■ Page text ■
::::

- Genre: Talk show
- Written by: Jerry Bresler; Ernest Chambers; Lyn Duddy;
- Directed by: Dick Carson (1972–1986)
- Starring: Merv Griffin
- Announcer: Arthur Treacher (sidekick, 1965–1970); Merv Griffin (1970–1986);
- Music by: Mort Lindsey (bandleader, 1965–1986)
- Country of origin: United States
- Original language: English
- No. of episodes: 4,855

Production
- Executive producers: Merv Griffin; Bob Murphy;
- Producers: Ernest Chambers; Peter Barsocchini; David S. Williger; John Scura;
- Production locations: New York City (1962–1963, 1965–1970) Los Angeles (1970–1986)
- Running time: 60–90 minutes
- Production companies: NBC (1962–1963); Merv Griffin Productions and Westinghouse Broadcasting (1965–1969); Merv Griffin Productions and CBS (1969–1972); Merv Griffin Productions and Metromedia Producers Corporation (1972–1984); Merv Griffin Enterprises and King World Productions (1984–1986);

Original release
- Network: NBC
- Release: October 1, 1962 – March 29, 1963
- Network: Syndication
- Release: May 10, 1965 – 1969
- Network: CBS
- Release: August 18, 1969 – February 11, 1972
- Network: Syndication
- Release: March 13, 1972 – September 5, 1986

= The Merv Griffin Show =

American television talk show

The Merv Griffin Show is an American television talk show starring Merv Griffin. The series had runs on NBC (1962–1963) and CBS (1969–1972), and was also broadcast in first-run syndication from 1965 to 1969 and from 1972 to 1986. A total of 4,855 episodes were produced.

==Series history==
===NBC (1962–1963)===
Griffin received his first talk show from NBC after serving as one of the guest hosts of The Tonight Show during the period between Jack Paar and Johnny Carson. The Merv Griffin Show premiered on October 1, 1962, the same day that Carson began hosting Tonight, and aired weekdays from 2:00 to 2:55 p.m. Eastern. The live colour program combined interviews, music and other entertainment.

The show competed with Password on CBS and was cancelled after one season, with its final broadcast airing March 29, 1963. Griffin later said that NBC received 160,000 letters protesting the cancellation. He returned to NBC in September 1963 as host and producer of the game show Word for Word.

::::

■ Provided information ■
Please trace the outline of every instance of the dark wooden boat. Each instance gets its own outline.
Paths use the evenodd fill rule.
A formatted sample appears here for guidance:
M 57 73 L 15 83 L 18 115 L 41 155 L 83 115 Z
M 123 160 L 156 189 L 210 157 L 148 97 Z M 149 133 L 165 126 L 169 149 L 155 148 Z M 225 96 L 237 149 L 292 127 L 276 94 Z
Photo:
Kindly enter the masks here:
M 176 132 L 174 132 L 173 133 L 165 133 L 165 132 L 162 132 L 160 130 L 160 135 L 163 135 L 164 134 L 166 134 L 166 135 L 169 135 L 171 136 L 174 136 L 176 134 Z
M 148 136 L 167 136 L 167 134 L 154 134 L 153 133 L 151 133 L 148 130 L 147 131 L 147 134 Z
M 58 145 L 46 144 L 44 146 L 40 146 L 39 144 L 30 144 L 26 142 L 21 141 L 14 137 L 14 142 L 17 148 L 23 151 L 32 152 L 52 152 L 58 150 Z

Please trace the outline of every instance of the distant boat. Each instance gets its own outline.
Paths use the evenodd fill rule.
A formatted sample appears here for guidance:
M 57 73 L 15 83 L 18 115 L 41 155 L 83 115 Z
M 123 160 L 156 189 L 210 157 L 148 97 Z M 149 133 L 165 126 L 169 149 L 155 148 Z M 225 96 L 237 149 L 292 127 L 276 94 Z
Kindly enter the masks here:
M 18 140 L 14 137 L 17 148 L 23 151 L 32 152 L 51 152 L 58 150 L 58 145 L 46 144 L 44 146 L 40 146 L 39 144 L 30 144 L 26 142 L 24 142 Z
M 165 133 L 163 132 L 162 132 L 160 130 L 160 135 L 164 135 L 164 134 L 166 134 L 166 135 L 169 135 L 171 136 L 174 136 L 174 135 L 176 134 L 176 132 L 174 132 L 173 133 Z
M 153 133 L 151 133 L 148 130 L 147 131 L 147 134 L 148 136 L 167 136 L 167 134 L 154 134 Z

::::

■ Directions ■
According to the text on The Merv Griffin Show, how many letters did Griffin say NBC received protesting the show's cancellation?

■ Full solution ■
160,000 letters.